ASSIGNED TASK | Your answer must be an exact transcription of the lines from the line with "Objective — one point per instance of the beige" through the final line of the data.

SOURCE DATA |
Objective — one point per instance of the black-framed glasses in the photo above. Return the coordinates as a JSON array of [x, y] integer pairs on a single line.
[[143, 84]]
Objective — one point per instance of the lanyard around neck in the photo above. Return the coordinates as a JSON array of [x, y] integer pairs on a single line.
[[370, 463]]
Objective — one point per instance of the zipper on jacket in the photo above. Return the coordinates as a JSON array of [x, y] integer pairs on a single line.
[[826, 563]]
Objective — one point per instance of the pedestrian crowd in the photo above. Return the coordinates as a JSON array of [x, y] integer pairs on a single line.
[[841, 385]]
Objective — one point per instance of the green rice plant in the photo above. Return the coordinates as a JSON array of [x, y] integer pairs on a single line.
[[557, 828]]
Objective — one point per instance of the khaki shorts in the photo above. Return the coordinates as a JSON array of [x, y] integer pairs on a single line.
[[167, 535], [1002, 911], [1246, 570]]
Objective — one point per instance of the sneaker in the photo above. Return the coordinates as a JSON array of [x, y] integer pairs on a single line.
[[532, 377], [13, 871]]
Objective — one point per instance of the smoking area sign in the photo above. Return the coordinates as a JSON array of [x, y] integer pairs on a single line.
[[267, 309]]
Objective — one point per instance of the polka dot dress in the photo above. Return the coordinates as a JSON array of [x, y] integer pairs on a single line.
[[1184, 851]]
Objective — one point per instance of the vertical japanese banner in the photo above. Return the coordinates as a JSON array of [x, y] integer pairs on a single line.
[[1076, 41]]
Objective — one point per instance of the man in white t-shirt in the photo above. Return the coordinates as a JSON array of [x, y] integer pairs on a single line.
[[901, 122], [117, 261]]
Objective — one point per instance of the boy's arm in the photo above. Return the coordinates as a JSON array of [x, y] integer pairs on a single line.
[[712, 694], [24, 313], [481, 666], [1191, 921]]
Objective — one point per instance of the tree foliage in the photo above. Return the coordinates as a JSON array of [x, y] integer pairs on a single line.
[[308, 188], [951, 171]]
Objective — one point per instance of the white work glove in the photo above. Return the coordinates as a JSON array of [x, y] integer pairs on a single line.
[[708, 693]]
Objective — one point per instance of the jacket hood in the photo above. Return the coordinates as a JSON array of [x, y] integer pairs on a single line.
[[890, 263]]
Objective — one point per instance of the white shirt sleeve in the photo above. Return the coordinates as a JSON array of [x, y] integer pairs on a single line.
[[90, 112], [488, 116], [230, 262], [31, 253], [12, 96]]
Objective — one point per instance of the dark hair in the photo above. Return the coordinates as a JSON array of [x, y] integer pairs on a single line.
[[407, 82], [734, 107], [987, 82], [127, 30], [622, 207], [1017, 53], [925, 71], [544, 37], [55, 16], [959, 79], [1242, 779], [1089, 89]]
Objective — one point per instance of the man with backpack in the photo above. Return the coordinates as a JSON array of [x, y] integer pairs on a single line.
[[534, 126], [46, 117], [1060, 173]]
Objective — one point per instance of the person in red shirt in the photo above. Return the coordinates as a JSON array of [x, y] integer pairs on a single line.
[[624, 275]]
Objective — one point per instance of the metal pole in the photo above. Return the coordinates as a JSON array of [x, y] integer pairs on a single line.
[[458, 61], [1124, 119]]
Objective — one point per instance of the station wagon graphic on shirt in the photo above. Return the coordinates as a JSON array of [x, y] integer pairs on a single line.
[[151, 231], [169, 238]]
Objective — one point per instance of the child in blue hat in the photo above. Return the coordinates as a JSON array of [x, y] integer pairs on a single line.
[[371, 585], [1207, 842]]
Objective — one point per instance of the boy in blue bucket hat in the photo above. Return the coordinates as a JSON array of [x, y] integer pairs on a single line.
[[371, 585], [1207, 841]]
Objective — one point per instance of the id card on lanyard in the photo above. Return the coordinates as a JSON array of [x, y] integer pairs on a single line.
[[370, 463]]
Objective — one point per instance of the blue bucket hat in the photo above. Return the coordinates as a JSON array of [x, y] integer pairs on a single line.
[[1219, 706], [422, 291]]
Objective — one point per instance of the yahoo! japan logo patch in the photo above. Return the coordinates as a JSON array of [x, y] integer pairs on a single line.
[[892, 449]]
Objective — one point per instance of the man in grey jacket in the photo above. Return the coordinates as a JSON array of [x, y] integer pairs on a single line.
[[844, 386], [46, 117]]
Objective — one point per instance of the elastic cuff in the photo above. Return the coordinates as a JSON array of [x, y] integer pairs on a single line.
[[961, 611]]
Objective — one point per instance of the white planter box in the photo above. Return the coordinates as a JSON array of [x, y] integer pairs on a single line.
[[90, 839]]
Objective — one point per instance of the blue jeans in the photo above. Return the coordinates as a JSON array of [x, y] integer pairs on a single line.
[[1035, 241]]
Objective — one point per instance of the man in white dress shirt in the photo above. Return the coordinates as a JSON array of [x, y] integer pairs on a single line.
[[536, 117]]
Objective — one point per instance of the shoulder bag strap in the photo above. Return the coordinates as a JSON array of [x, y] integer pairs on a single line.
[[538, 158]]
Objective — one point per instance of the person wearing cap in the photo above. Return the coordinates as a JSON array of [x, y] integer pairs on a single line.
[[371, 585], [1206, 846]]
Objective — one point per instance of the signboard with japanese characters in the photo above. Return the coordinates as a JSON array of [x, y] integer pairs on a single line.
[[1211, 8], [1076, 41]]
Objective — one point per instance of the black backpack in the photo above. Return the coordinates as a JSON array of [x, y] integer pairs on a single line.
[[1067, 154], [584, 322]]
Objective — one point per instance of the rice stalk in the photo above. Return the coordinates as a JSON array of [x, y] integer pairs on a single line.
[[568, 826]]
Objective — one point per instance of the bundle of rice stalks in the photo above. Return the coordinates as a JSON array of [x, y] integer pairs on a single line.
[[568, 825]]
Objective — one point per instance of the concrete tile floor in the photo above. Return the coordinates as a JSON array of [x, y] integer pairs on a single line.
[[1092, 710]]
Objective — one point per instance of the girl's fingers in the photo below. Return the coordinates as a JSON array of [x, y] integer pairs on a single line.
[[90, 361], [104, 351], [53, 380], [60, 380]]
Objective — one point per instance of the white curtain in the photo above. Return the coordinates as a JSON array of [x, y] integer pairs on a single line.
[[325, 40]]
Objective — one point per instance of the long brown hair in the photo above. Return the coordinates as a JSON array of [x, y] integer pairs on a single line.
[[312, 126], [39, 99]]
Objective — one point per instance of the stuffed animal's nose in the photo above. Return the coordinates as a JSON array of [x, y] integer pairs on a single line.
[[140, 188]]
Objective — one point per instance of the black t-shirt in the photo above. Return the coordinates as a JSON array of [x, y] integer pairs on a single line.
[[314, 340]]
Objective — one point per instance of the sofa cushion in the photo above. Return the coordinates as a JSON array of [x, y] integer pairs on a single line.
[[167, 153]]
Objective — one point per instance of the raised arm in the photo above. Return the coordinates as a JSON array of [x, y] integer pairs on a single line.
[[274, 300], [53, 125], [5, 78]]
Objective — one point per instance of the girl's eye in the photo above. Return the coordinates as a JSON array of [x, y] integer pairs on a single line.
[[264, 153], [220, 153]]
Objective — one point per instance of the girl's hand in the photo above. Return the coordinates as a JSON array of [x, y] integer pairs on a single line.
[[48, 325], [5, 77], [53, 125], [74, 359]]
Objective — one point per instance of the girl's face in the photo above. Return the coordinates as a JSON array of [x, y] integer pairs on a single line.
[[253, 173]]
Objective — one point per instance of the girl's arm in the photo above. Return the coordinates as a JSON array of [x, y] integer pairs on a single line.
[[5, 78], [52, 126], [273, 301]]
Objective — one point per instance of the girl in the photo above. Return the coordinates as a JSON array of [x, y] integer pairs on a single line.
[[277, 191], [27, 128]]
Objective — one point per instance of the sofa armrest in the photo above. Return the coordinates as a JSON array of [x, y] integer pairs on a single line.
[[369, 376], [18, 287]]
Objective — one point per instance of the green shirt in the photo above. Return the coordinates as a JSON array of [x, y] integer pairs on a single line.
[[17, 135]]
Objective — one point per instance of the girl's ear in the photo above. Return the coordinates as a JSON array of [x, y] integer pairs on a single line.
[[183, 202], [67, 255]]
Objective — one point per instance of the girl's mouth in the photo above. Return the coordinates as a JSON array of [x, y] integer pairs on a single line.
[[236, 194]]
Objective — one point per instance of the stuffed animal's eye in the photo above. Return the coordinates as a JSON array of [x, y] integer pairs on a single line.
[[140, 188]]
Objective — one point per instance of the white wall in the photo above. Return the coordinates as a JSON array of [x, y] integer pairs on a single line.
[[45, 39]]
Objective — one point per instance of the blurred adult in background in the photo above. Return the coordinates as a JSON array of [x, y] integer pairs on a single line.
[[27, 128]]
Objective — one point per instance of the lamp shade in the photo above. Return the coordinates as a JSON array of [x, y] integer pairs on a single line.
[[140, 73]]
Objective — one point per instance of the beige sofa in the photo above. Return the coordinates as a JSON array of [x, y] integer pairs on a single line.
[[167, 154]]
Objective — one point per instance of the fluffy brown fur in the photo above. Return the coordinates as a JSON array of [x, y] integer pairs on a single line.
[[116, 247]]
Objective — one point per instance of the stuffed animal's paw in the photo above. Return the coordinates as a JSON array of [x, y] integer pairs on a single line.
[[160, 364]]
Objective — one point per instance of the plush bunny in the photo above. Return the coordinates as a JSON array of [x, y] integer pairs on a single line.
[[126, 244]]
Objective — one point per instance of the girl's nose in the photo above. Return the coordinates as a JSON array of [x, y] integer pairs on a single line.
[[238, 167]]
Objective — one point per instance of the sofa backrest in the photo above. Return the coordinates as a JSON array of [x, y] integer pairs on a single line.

FINAL ANSWER |
Objective — one point per instance of the beige sofa in the photo above. Return the coordinates as a JSON array of [x, y] integer pairs on a single line.
[[167, 154]]
Objective — one point per instance of the fluffy brown fur in the photo above. Return the coordinates as a JSON array of [x, y] integer pairs on a single line.
[[116, 247]]
Objective — one point per instance of the stuffed animal's paw in the photo above. Return the coordinates as a JSON array of [x, y] integer pairs on a single line.
[[160, 364]]
Objective — one point per instance of the plush bunny in the photo above. Return the coordinates as a JSON array of [x, y] integer pairs on a single line.
[[126, 244]]
Objective — one point per instance of the girl's nose in the photo above. Return the coordinates as a JSON array of [x, y] integer pairs on a single line.
[[238, 167]]
Objective — one point per instance of the sofa backrest in the photo above. Return the coordinates as a JSON array of [x, y] integer pairs on a single line.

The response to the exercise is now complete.